Collection entries:
· · · · ·

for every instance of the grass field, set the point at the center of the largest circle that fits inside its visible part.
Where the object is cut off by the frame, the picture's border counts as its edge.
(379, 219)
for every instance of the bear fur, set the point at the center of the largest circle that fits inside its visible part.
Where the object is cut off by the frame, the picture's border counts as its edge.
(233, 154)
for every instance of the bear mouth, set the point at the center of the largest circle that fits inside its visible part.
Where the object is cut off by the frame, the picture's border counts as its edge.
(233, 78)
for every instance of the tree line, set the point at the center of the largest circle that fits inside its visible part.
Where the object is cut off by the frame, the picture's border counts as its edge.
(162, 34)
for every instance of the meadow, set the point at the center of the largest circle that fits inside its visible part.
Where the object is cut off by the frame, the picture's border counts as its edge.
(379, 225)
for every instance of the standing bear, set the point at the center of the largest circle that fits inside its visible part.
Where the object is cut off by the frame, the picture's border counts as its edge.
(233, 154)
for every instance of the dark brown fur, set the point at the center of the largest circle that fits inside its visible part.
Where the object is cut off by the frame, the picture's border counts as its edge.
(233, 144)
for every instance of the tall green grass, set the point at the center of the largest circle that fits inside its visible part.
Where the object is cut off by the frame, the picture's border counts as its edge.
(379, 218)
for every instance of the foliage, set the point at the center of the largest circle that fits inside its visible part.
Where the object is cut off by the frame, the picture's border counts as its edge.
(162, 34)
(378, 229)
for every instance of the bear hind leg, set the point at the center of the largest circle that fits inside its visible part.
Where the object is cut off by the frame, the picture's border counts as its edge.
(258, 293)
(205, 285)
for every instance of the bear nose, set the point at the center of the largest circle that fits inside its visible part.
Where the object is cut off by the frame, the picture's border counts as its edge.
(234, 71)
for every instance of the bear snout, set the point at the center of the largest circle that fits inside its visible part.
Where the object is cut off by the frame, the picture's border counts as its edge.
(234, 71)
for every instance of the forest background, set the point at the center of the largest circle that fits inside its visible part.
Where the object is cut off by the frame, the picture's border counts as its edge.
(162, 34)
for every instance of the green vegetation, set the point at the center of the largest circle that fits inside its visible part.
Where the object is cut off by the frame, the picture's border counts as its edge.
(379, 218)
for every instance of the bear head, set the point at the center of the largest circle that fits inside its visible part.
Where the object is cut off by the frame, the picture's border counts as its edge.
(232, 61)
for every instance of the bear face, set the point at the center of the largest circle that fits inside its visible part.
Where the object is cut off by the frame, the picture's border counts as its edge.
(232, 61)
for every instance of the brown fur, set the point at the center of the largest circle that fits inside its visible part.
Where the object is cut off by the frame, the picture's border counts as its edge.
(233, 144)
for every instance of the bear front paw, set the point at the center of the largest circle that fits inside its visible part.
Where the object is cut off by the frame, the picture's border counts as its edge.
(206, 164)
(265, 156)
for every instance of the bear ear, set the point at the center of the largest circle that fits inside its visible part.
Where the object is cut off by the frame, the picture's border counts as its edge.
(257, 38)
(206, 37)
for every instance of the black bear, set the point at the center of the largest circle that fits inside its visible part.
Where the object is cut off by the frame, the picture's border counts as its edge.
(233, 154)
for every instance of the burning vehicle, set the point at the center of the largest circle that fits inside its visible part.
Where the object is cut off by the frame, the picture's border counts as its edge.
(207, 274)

· · · · ·

Please quote the data above in full, with no line missing.

(RESULT OF THE EXERCISE):
for every instance of the grass field, set the point at the center of the largest circle that fits inside its visible part.
Where the object is cut off by the frame, the picture's border counts as its edge.
(379, 219)
for every instance of the bear fur, set the point at the center of the largest circle that fits inside its visible part.
Where the object is cut off by the frame, the picture's border counts as its edge.
(233, 154)
for every instance of the bear mouth, set the point at the center of the largest circle that fits inside its visible part.
Where the object is cut off by the frame, the picture's border counts as its edge.
(233, 78)
for every instance of the tree line, set the point at the center of the largest circle that fits inside its visible part.
Where the object is cut off by the frame, the picture's border counts as its edge.
(162, 34)
for every instance of the meadow, set the point at the center of the largest circle that fits inside its visible part.
Where the object is cut off by the frame, the picture's border counts as its edge.
(379, 225)
for every instance of the standing bear, set the point at the center of the largest circle that fits inside its visible part.
Where the object is cut off by the frame, the picture's border counts as its edge.
(233, 154)
for every instance of the dark brown fur, set the point at the center of the largest circle that fits inside its visible part.
Where the object is cut off by the frame, the picture's border counts as its edge.
(233, 144)
for every instance of the tall green grass, set the point at the center of the largest circle that fits inside its visible part.
Where the object is cut off by the frame, the picture's border counts as its edge.
(379, 218)
for every instance of the foliage, set the point at the center of the largest circle that fits inside its visible part.
Where the object is cut off by the frame, the picture's border counts as its edge.
(162, 34)
(378, 229)
for every instance of the bear hind leg, set the point at the center of the largest circle that fits inside its visible part.
Where the object is cut off by the frame, the picture's border counts as its edge.
(258, 293)
(205, 285)
for every instance of the bear nose, set the point at the center of the largest circle that fits inside its visible part.
Where the object is cut off by the frame, the picture's border counts as its edge.
(234, 71)
for every instance of the bear snout, set the point at the center of the largest circle that fits inside its visible part.
Where the object is cut off by the frame, the picture's border counts as its edge.
(234, 71)
for every instance of the forest background, set the point at the center of the largest circle that fits inside its visible part.
Where the object is cut off by the frame, the picture's border counts as its edge.
(162, 34)
for every instance of the green vegetation, set the point at the center of the largest circle that fits inside its visible part.
Where the object is cut off by the frame, the picture's border counts as its edge.
(379, 218)
for every instance of the bear head, set the point at the center of the largest circle that fits inside its visible part.
Where the object is cut off by the frame, the picture's border counts as its edge.
(232, 61)
for every instance of the bear face, set the point at the center of the largest circle that fits inside its visible part.
Where the object is cut off by the frame, the picture's border counts as its edge.
(232, 61)
for every instance of the brown fur, set the point at the center of the largest circle that fits inside its visible part.
Where the object is cut off by the frame, the picture's border counts as its edge.
(233, 144)
for every instance of the bear front paw, set the point at the center of the largest circle that fits inside its visible part.
Where the object is cut off by the frame, the picture's border counts as its edge.
(206, 164)
(265, 156)
for every instance of the bear ear, set the point at the center of the largest circle that fits inside its visible part.
Where the object is cut off by the frame, the picture's border counts as its edge.
(257, 38)
(206, 37)
for every instance of the black bear, set the point at the center of the largest circle that fits inside its visible part.
Where the object is cut off by the frame, the picture's border counts as its edge.
(233, 154)
for every instance of the burning vehicle, set the point at the center of the largest circle that fits inside its visible part.
Where the object is cut off by the frame, the picture's border counts as its edge.
(207, 274)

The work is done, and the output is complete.